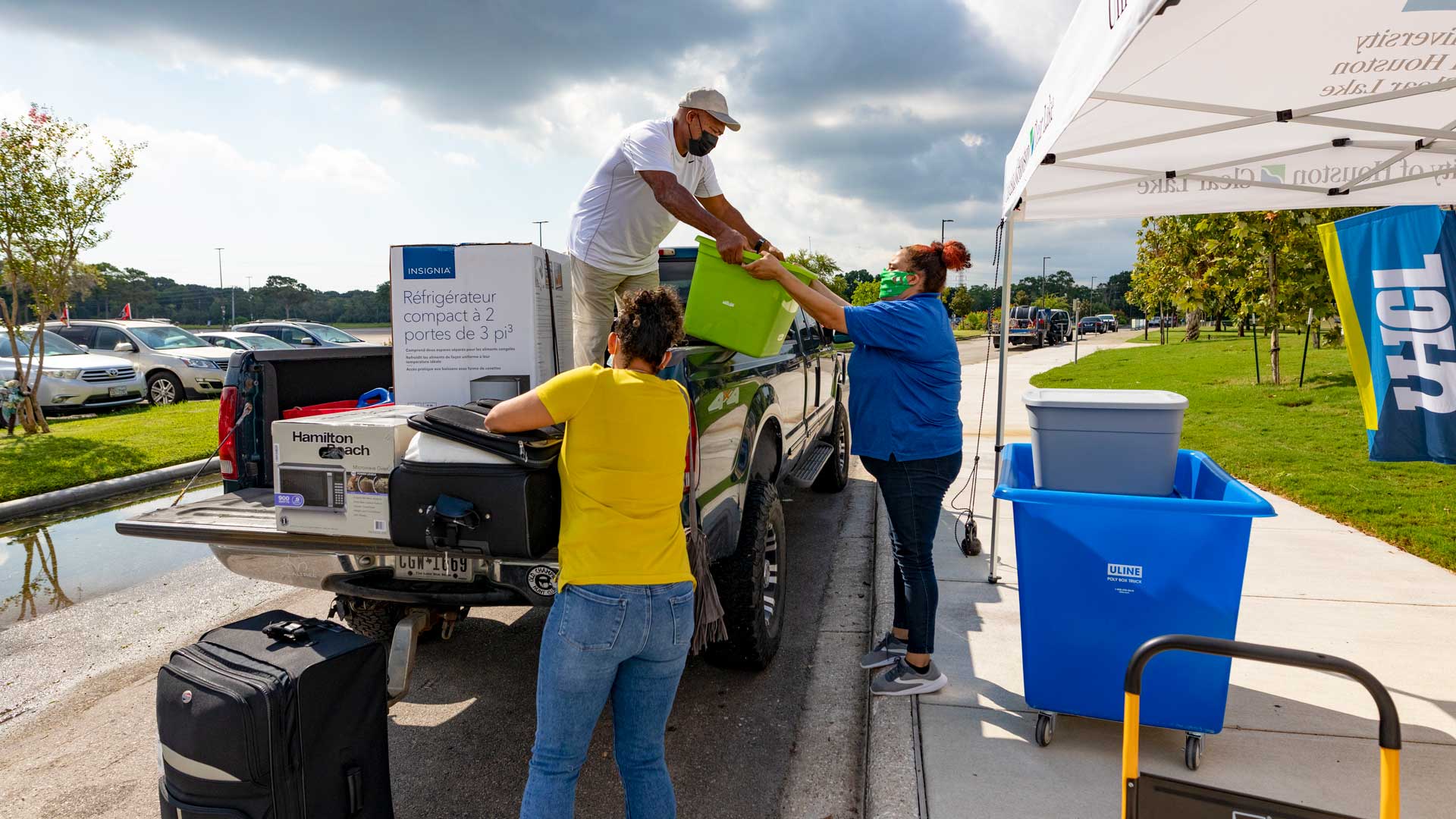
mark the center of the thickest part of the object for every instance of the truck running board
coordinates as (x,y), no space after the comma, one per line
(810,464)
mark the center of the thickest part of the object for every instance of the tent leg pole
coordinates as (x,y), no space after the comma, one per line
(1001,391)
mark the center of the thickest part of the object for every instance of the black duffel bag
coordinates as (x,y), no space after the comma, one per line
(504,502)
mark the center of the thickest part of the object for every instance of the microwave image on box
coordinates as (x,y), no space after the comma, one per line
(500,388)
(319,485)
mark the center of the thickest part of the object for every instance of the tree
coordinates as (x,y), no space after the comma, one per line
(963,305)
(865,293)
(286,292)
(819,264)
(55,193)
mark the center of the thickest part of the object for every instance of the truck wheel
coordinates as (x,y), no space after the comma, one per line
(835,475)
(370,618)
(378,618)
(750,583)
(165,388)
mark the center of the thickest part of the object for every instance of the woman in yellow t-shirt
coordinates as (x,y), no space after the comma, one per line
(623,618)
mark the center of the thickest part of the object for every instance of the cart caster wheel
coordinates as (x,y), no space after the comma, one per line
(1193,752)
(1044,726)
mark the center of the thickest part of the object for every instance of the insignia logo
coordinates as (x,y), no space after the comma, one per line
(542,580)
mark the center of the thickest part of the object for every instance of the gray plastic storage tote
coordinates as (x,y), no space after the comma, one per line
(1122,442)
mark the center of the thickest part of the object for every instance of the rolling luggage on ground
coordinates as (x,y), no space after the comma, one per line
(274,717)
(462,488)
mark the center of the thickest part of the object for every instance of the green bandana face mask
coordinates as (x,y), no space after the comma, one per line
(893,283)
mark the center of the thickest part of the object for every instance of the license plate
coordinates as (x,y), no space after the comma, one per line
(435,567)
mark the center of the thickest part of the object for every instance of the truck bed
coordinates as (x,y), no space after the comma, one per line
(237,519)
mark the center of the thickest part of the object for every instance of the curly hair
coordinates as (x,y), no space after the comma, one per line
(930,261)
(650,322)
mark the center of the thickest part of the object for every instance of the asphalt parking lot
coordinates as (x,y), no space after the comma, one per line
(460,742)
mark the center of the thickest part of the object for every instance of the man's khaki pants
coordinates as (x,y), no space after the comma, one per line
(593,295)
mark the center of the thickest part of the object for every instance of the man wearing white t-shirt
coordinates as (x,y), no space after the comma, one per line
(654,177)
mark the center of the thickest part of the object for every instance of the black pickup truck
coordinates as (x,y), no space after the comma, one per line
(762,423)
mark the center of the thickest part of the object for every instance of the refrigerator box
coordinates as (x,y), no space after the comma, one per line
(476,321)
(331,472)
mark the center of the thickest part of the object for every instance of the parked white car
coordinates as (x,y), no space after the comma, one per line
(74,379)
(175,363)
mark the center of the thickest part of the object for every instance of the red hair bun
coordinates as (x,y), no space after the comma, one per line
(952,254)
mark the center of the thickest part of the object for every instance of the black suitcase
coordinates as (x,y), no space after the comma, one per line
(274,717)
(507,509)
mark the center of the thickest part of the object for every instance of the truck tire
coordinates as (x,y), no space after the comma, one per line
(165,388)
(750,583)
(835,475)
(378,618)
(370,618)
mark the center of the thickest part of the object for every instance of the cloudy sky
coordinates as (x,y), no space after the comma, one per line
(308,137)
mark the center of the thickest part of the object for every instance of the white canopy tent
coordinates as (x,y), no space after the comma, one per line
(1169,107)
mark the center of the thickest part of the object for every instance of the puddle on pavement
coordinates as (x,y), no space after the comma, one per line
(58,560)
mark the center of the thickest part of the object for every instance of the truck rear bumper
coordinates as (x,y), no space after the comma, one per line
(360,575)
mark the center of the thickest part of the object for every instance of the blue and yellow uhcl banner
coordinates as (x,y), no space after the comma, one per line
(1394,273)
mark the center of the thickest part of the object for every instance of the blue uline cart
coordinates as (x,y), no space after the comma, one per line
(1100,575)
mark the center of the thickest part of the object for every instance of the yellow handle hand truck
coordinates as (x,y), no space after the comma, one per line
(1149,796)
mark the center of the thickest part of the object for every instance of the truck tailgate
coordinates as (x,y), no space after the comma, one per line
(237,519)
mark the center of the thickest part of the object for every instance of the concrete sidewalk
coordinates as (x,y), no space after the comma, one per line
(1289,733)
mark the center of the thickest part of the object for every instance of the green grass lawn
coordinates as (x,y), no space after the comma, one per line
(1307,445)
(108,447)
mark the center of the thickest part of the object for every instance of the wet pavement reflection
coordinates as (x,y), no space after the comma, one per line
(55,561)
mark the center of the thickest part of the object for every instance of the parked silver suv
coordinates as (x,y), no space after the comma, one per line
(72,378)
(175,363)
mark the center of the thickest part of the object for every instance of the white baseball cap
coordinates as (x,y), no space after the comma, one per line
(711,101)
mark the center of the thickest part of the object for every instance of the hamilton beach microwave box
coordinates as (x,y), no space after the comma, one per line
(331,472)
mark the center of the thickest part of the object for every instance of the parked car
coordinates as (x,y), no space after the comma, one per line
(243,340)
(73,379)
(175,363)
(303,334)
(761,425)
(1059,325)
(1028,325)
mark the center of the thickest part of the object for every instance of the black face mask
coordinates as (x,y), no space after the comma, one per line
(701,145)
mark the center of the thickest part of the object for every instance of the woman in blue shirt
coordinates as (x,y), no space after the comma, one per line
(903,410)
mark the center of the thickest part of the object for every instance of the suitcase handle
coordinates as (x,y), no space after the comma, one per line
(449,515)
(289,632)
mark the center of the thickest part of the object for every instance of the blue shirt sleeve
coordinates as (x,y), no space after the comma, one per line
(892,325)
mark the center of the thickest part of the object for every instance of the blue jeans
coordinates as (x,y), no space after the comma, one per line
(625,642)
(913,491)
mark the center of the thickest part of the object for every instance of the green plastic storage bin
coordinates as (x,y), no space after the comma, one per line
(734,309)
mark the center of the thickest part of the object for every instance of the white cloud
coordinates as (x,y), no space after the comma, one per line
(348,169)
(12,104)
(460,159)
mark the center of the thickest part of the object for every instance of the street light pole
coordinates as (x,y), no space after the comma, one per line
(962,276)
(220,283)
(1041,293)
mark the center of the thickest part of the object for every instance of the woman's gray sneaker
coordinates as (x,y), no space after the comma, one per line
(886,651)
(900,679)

--

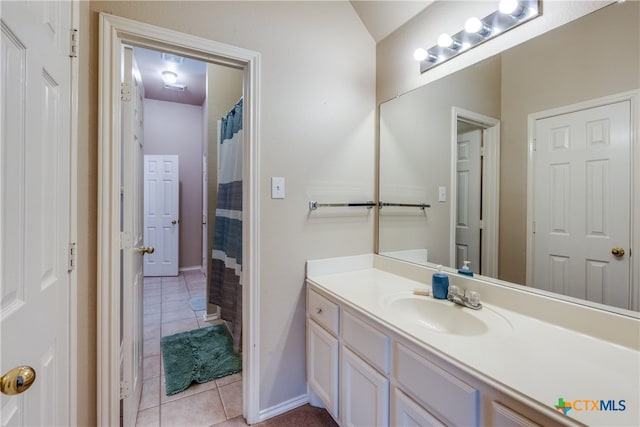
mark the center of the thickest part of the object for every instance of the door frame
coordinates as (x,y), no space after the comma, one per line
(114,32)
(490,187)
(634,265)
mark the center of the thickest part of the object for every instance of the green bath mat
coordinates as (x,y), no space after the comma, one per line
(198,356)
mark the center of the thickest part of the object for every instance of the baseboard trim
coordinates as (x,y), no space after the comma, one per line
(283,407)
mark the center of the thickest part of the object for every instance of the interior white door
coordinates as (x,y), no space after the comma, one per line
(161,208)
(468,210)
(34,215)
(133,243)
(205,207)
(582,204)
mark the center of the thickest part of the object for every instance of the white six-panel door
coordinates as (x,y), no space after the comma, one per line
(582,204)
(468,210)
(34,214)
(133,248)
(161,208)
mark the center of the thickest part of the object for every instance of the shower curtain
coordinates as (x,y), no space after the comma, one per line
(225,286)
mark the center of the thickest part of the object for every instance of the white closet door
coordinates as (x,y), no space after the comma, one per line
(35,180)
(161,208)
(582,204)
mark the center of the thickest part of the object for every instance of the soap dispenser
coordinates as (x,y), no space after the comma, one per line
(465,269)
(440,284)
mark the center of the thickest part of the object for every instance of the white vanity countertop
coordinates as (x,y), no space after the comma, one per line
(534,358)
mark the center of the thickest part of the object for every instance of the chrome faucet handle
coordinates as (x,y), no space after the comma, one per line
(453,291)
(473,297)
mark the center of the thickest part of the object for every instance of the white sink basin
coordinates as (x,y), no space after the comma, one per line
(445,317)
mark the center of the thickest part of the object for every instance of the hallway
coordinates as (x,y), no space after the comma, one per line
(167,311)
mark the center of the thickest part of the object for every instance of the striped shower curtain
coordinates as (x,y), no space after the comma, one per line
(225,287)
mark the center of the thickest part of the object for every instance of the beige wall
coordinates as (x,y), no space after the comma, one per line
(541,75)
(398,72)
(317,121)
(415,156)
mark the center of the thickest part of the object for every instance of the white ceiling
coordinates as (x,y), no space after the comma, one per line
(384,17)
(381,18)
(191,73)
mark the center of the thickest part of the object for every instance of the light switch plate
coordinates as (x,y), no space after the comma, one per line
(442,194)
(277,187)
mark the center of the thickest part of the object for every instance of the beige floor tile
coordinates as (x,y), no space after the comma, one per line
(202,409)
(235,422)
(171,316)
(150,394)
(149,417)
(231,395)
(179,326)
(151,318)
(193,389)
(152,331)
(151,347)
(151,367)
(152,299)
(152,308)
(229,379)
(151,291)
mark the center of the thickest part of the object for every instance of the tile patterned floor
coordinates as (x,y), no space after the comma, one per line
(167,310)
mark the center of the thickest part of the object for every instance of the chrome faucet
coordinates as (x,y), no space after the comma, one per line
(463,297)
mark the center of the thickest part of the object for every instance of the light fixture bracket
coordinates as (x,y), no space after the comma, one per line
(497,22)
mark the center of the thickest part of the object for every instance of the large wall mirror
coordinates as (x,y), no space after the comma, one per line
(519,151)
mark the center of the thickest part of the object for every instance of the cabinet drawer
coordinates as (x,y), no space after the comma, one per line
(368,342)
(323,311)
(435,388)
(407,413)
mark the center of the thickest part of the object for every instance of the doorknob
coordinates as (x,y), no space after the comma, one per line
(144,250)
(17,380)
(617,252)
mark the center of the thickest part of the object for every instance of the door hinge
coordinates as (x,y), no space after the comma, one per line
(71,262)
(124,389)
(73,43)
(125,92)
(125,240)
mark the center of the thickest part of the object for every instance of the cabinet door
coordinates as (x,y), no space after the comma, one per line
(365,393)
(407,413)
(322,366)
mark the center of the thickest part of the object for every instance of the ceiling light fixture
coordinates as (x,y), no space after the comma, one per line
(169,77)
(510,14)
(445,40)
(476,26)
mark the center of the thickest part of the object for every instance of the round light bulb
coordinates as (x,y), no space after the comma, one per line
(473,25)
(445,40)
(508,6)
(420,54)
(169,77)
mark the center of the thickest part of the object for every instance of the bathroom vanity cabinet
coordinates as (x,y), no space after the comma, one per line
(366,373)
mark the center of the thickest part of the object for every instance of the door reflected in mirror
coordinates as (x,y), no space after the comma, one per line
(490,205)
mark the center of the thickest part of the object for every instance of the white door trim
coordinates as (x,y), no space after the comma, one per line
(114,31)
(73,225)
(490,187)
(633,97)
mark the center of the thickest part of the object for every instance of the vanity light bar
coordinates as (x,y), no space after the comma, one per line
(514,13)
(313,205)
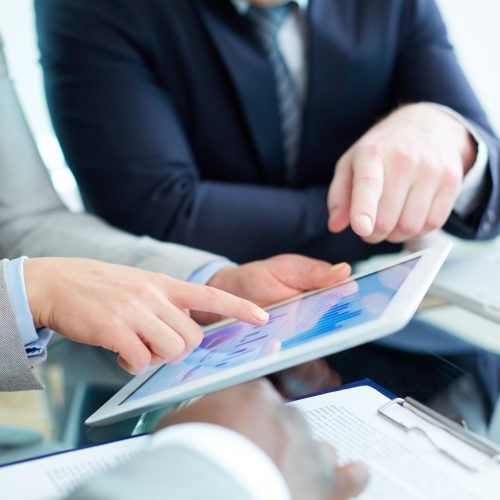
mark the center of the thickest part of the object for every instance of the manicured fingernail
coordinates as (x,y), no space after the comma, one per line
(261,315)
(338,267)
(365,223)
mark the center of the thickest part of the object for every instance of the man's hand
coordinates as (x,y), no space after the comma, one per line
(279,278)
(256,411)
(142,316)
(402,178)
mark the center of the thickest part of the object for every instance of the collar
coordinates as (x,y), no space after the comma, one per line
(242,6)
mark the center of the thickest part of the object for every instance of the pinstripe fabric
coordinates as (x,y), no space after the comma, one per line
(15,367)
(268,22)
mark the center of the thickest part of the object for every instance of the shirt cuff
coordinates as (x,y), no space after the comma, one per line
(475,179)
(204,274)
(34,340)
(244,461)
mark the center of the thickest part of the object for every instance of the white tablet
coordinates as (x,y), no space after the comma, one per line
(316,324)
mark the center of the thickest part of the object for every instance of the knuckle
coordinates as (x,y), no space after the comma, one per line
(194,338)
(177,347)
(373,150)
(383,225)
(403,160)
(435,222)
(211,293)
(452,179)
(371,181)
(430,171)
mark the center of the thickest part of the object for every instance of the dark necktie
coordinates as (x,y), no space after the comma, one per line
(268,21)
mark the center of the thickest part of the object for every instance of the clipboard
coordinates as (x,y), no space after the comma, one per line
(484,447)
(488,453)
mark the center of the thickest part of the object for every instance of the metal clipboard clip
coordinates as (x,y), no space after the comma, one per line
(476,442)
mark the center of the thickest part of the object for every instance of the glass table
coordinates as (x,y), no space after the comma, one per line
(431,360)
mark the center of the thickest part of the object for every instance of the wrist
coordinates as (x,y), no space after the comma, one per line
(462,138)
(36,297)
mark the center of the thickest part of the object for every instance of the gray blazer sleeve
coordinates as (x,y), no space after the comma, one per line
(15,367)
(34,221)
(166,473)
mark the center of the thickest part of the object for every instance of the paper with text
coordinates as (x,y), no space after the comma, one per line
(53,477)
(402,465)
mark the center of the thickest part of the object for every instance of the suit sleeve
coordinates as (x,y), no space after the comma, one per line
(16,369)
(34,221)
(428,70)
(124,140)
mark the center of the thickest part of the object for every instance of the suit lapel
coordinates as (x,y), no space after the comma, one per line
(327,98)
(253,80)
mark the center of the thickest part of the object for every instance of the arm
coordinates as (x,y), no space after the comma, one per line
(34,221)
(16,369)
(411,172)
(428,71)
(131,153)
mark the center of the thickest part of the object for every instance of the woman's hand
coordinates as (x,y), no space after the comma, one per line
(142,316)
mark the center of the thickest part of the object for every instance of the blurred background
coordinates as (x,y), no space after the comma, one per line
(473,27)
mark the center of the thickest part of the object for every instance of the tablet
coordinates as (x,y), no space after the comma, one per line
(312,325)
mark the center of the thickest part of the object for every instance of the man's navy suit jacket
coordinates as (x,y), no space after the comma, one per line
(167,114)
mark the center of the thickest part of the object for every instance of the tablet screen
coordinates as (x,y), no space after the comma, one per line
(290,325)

...

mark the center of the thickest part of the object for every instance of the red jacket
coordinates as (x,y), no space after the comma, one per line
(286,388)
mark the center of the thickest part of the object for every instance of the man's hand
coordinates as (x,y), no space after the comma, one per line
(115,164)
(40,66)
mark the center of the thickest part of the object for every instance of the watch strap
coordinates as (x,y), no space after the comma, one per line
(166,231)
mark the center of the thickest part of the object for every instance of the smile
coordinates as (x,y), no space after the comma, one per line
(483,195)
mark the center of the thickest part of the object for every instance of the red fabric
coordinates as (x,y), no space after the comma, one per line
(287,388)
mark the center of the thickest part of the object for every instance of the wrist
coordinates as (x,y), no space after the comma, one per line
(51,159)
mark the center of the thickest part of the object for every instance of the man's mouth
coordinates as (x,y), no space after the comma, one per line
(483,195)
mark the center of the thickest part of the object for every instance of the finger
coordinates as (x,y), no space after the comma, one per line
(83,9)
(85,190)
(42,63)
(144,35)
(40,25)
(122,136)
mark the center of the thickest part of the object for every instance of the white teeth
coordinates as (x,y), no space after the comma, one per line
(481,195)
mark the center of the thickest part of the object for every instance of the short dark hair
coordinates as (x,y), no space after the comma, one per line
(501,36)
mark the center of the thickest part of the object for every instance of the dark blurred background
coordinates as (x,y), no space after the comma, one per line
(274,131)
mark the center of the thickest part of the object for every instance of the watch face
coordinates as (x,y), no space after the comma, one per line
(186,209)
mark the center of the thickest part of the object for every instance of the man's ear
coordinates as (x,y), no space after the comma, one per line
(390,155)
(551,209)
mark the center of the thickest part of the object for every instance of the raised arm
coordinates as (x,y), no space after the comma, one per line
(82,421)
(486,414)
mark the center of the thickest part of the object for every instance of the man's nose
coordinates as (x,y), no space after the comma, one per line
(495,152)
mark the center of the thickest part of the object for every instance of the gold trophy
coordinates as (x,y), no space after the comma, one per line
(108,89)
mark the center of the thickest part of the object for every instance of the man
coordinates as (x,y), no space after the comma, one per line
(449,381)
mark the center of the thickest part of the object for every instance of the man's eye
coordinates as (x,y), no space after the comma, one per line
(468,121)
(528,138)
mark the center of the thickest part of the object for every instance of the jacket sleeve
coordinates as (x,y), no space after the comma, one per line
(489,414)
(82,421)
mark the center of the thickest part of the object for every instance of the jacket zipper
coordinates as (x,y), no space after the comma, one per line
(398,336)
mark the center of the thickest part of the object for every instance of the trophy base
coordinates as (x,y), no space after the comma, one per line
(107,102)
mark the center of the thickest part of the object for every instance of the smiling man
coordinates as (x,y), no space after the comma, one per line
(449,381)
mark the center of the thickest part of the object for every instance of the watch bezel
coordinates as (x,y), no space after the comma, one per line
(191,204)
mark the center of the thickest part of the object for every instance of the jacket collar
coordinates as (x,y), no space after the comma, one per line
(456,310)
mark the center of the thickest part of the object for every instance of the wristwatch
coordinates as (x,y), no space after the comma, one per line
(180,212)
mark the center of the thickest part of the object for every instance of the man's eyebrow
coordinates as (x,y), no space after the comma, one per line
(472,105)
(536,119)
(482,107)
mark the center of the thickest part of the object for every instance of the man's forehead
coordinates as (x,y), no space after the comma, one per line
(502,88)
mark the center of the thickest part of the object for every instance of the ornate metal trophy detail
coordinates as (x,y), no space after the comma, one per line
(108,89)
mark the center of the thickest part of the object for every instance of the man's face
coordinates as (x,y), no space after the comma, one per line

*Brief*
From the data above, output exactly the lines between the one containing "the gold trophy" and the one containing "the jacket sleeve", counting both of them.

*Written answer*
mark the center of the thickest part of the object for every instance of the gold trophy
coordinates as (x,y), no space after the comma, one per line
(108,89)
mark the center of the thickest part of the object for every instance of the man
coordinates as (x,y), no space after the comma, one per line
(449,381)
mark the center of the thickest part of the object for every instance of the man's eye
coordinates as (x,y), no space after the comma, one per line
(468,121)
(528,138)
mark the center of the thickest part of the object for every instance of the jacket sleeve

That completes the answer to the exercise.